Written instruction ▸ Report every line in the items below that contains the word "tree", copying each one in full.

--- BEGIN Stored data ---

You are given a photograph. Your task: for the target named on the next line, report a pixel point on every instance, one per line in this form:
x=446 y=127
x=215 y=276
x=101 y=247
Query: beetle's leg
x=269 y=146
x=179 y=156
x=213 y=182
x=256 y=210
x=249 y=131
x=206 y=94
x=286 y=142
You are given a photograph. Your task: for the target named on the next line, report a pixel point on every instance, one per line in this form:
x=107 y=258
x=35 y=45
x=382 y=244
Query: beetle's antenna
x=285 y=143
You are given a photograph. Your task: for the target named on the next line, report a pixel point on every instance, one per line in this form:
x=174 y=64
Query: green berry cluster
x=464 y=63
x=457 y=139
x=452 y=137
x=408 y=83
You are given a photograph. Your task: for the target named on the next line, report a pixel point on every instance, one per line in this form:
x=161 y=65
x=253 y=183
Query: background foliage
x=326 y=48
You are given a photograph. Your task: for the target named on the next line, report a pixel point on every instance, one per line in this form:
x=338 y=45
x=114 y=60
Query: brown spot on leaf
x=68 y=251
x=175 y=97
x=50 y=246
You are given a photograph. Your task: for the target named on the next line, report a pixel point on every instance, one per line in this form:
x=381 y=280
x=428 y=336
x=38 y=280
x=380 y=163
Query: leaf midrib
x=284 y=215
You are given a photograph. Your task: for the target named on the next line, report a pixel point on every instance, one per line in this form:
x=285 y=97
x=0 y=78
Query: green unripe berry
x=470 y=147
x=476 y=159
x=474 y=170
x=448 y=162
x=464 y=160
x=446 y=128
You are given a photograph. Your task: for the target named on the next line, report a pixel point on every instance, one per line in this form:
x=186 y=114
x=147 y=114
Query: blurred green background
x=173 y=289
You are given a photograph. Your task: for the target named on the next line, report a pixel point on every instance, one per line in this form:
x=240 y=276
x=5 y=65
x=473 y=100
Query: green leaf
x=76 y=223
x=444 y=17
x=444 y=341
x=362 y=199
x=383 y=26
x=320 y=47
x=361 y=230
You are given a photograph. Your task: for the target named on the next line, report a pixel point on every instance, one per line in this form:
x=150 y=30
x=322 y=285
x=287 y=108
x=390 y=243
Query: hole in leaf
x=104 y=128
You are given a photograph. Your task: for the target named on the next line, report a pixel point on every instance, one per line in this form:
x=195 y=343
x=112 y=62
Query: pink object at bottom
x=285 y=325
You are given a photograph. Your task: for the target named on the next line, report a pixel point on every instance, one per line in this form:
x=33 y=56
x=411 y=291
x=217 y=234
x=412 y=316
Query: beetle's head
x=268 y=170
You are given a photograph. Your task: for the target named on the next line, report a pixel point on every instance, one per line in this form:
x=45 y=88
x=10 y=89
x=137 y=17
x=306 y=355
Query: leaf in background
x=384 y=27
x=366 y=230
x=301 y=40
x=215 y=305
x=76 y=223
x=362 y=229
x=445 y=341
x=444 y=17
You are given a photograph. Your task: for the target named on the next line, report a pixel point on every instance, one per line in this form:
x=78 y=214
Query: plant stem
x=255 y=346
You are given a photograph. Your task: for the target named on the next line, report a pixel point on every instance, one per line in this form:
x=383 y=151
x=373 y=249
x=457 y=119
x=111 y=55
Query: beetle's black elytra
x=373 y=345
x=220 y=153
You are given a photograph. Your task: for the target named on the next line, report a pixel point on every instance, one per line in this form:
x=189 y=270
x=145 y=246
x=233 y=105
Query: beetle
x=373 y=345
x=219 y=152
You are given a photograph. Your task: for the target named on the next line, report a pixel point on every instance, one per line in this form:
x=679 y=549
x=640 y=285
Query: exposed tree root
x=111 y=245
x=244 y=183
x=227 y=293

--- END Stored data ---
--- BEGIN Stored data ---

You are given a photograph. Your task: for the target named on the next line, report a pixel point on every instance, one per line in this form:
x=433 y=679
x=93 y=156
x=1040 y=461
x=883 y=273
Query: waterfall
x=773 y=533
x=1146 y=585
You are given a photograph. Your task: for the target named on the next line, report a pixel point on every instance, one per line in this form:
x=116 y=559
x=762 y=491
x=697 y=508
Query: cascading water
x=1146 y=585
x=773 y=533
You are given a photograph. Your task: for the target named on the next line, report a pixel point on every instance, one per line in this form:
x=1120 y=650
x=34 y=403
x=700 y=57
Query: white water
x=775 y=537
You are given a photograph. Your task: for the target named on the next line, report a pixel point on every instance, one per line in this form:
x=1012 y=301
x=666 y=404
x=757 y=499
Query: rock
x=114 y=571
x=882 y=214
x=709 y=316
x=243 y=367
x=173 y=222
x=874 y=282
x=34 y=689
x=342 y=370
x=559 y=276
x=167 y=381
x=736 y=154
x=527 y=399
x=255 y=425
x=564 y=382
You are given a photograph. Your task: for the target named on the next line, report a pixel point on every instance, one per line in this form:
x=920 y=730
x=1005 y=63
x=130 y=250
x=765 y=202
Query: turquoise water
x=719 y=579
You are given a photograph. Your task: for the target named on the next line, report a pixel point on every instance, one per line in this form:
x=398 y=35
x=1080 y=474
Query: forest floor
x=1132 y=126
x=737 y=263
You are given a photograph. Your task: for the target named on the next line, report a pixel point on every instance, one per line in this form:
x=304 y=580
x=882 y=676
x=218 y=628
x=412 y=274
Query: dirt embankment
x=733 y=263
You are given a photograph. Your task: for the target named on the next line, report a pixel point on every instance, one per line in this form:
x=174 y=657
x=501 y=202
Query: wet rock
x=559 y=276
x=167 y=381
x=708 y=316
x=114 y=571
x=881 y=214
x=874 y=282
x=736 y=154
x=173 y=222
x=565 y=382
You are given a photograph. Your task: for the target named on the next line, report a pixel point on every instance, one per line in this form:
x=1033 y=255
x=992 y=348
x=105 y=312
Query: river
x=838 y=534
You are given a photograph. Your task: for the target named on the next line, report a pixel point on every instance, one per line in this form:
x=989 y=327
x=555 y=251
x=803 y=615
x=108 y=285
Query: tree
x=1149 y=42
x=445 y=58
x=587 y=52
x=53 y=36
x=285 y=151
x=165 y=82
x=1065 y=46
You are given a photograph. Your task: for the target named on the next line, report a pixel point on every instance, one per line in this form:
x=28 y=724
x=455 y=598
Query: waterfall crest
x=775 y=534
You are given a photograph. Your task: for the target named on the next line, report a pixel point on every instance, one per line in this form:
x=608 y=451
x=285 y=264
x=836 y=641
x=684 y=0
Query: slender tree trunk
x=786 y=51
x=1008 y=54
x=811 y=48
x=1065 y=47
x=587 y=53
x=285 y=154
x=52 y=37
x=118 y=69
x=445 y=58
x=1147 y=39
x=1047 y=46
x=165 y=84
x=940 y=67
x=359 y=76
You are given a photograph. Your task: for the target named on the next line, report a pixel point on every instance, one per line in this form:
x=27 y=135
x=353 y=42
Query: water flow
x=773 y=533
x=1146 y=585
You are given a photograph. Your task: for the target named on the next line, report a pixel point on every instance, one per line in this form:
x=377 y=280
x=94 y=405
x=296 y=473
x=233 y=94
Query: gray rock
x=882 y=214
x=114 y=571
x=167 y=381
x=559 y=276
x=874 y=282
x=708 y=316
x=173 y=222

--- END Stored data ---

Answer for the task ▸
Query: exposed tree root
Query: tree
Query: slender tree trunk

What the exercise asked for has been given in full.